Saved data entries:
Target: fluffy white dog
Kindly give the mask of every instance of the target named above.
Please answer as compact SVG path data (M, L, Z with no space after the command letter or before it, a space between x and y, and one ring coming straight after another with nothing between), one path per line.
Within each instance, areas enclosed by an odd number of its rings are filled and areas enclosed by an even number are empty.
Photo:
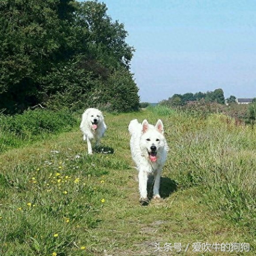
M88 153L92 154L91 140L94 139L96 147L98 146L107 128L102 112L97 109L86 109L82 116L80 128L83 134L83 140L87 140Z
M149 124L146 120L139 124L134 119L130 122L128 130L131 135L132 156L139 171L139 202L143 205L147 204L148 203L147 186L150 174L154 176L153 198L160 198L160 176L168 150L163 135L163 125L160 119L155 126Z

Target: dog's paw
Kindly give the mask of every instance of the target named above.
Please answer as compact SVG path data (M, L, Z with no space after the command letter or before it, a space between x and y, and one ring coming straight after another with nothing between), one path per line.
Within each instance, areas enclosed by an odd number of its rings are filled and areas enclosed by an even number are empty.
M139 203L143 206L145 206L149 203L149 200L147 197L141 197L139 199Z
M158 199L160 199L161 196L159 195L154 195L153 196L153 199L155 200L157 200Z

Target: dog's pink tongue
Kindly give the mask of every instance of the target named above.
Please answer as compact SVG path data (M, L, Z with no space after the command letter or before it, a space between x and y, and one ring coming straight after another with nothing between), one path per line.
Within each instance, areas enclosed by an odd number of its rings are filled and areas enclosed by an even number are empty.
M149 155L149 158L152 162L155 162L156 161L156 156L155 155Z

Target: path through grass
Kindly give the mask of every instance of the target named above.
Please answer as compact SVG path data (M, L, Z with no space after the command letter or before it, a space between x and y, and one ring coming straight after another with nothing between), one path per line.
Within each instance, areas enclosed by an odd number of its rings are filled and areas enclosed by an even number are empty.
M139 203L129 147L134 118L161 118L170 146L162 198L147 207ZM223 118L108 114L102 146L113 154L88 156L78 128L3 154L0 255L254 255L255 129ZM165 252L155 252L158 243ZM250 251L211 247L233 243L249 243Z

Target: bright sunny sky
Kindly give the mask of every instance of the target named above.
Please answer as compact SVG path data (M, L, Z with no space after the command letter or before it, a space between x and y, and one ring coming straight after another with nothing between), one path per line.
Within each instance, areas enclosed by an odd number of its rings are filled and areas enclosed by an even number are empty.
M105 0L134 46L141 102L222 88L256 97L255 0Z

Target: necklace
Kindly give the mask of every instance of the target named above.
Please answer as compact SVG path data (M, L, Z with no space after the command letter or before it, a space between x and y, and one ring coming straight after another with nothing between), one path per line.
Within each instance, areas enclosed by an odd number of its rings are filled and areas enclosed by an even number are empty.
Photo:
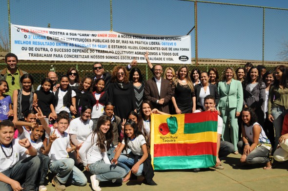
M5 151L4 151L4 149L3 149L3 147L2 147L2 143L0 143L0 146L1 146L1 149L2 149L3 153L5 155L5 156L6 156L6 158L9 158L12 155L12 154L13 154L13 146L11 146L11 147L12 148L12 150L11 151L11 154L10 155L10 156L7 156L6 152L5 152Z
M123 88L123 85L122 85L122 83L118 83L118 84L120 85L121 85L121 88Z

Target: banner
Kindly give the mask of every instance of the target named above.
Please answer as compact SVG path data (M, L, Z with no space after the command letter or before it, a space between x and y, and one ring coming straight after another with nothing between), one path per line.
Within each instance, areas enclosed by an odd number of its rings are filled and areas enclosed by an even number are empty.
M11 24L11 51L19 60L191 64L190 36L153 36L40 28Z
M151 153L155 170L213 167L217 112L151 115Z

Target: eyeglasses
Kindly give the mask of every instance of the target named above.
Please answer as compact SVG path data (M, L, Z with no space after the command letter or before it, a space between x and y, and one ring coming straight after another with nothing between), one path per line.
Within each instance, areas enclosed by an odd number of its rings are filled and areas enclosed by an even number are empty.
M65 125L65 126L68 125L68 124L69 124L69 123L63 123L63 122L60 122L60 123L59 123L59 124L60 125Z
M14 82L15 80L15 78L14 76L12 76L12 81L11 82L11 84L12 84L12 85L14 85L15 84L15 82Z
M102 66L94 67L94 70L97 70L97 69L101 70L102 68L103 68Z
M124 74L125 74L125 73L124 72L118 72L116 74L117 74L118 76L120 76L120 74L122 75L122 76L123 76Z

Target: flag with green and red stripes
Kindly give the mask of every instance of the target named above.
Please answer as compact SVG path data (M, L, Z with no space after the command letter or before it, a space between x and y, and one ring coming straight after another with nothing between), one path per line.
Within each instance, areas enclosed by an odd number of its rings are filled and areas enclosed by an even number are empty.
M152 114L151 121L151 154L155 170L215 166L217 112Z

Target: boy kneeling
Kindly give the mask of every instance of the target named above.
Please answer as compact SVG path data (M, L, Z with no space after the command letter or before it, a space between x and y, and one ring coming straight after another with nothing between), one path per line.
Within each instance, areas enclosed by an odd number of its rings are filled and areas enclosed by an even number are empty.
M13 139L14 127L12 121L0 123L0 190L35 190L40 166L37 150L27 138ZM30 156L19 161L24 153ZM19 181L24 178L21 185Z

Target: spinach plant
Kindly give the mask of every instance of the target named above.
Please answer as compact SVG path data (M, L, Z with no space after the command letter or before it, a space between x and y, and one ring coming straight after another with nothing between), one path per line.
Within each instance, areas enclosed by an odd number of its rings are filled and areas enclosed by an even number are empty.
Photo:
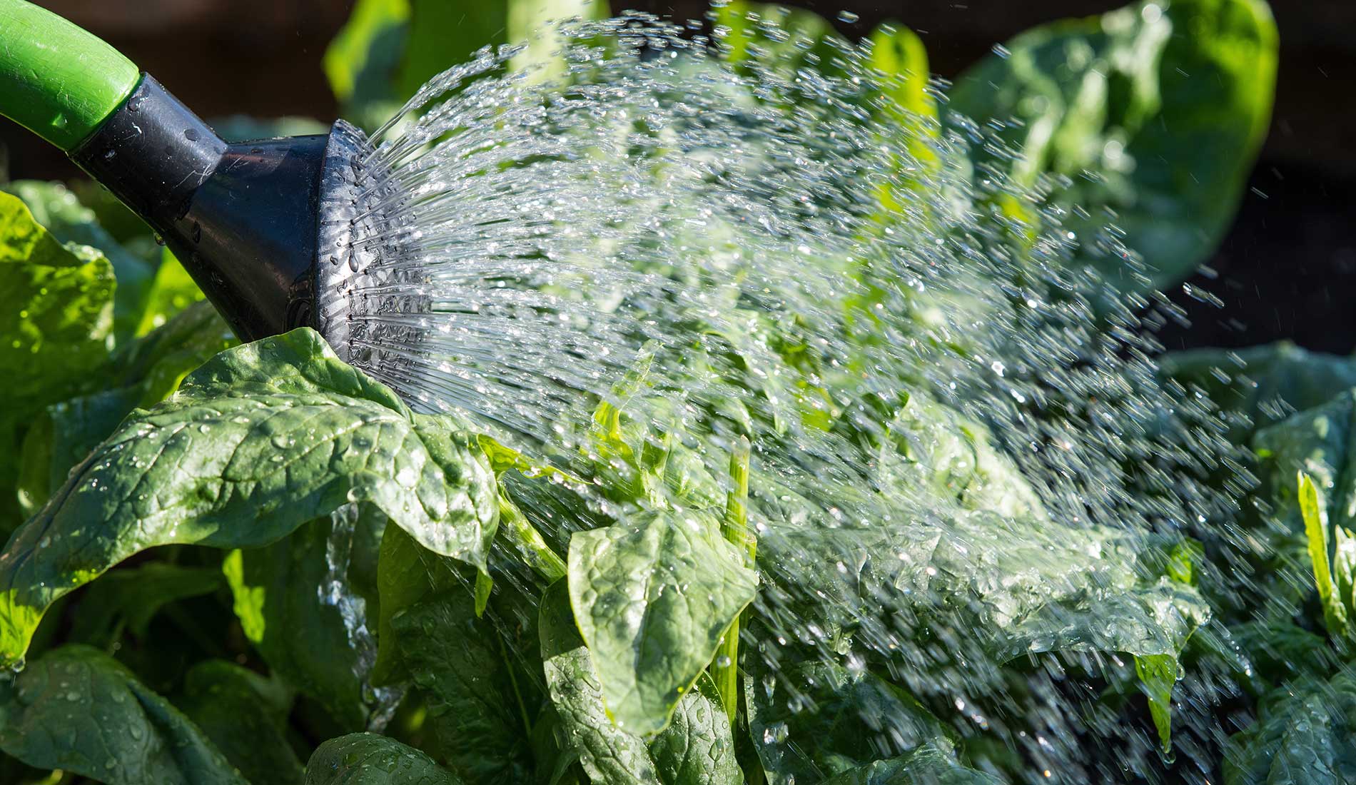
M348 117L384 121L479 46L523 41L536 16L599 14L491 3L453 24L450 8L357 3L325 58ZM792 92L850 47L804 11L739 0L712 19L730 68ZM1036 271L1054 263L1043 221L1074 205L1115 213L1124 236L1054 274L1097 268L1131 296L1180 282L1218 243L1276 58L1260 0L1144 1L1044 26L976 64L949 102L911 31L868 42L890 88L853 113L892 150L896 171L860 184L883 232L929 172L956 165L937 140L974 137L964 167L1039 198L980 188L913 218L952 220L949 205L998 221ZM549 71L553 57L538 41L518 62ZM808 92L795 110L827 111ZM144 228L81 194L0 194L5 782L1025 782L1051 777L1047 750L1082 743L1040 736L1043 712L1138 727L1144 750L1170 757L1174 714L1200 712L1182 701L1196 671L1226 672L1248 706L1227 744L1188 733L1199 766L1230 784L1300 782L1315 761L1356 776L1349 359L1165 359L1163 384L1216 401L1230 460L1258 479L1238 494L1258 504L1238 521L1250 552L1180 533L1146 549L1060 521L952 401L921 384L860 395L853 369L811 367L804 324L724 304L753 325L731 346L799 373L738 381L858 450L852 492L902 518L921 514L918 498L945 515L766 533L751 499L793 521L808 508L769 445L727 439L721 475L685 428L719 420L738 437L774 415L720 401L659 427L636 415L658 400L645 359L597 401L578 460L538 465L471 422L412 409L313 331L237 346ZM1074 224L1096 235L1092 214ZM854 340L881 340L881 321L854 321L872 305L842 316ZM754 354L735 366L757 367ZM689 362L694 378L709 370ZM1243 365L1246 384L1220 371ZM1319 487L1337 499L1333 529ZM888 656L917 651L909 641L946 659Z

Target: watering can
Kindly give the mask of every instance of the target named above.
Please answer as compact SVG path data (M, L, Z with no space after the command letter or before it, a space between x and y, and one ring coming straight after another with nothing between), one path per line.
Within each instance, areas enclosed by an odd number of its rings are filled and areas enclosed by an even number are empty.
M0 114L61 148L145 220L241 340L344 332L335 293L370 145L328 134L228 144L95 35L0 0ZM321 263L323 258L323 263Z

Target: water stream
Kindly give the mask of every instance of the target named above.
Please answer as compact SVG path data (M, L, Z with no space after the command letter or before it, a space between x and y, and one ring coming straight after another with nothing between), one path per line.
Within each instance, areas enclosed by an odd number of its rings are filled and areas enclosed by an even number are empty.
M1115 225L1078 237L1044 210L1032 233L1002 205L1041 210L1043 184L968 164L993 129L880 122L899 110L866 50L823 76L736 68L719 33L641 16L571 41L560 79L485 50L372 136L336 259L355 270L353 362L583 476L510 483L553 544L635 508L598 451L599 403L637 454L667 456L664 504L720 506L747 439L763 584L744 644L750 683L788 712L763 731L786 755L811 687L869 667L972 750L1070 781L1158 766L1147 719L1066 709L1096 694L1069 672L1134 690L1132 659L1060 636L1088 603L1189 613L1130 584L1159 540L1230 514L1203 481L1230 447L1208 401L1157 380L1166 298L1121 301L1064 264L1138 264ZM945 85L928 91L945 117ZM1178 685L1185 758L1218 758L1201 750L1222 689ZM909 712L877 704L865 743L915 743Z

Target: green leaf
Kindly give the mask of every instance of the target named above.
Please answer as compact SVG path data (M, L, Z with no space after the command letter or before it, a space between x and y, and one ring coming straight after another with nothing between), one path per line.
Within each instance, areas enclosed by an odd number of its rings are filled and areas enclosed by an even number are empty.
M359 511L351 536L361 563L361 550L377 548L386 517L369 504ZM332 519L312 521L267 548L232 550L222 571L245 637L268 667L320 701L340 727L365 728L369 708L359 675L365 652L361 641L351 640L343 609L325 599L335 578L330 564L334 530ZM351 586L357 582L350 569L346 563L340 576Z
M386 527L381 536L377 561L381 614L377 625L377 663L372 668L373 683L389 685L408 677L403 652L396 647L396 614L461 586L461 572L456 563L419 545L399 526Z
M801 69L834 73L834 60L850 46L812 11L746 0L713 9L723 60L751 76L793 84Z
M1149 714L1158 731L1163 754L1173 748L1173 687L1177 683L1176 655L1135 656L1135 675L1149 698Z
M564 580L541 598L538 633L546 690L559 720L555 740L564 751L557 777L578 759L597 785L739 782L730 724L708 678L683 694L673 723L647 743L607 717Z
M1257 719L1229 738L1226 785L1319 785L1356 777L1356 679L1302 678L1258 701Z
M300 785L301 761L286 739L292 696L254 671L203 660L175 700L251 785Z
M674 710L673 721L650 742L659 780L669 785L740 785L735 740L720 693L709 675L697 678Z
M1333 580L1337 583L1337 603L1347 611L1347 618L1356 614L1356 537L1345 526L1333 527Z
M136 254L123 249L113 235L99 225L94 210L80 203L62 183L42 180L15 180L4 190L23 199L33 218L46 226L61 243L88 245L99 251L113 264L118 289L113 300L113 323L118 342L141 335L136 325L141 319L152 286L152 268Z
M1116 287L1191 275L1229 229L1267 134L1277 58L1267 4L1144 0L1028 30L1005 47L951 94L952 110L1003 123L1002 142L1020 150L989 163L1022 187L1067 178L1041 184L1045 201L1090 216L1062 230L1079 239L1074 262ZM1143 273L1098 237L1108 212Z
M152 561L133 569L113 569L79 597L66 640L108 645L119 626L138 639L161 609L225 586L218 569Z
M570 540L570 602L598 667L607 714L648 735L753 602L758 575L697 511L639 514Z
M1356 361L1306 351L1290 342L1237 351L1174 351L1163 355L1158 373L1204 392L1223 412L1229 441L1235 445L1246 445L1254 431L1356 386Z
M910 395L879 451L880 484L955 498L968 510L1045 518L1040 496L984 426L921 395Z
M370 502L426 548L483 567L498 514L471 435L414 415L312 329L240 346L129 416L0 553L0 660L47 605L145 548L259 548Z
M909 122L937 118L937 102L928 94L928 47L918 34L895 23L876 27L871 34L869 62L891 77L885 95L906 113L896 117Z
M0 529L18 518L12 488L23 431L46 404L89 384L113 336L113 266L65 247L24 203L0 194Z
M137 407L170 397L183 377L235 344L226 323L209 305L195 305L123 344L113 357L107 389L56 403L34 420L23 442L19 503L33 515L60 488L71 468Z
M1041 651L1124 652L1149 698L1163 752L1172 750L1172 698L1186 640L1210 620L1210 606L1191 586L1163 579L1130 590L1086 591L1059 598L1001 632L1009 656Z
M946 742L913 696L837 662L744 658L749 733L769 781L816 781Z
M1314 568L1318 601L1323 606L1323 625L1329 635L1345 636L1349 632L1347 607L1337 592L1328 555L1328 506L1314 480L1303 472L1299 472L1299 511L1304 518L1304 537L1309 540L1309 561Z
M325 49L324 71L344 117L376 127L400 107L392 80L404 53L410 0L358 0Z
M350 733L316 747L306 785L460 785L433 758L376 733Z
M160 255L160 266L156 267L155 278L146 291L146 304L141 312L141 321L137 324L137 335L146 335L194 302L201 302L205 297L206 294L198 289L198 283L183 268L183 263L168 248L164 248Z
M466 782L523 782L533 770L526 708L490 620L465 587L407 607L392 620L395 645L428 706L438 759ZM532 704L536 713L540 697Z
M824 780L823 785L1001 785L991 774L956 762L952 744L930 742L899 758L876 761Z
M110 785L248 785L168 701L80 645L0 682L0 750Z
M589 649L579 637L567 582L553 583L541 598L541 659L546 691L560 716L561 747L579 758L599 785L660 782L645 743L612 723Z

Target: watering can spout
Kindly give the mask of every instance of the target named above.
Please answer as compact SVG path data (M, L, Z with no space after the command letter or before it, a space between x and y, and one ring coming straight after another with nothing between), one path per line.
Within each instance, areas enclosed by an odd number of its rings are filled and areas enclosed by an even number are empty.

EXERCISE BRIEF: Reprint the lines of the material above exactly as they appear, beginning with the line that contains "Target: banner" and stopping after the line that contains "M124 74L125 74L125".

FINISHED EXERCISE:
Target: banner
Kindly give the mask of every instance of the target named above.
Please answer as compact SVG path data (M, L, Z with no space after the command letter or before it, a space between x and y, and one ring coming straight after another with nothing between), one path per line.
Within each instance, areas enclosed by an odd number of its rings are filled and areas enclosed by an even number are empty.
M11 24L11 51L19 60L191 64L190 36L153 36L40 28Z
M151 153L155 170L213 167L217 112L151 115Z

Target: eyeglasses
Kindly give the mask of every instance of the target named above.
Please answer as compact SVG path data (M, L, Z with no space after the command letter or before it, a space between x and y, and one ring coming straight after another with nothing between), one path per line.
Within each instance, areas enclosed by an odd number of its rings are filled and areas enclosed by an even number are empty.
M65 125L65 126L68 125L68 124L69 124L69 123L63 123L63 122L60 122L60 123L59 123L59 124L60 125Z
M14 82L15 80L15 78L14 76L12 76L12 81L11 82L11 84L12 84L12 85L14 85L15 84L15 82Z
M102 66L94 67L94 70L97 70L97 69L101 70L102 68L103 68Z
M124 74L125 74L125 73L124 72L118 72L116 74L117 74L118 76L120 76L120 74L122 75L122 76L123 76Z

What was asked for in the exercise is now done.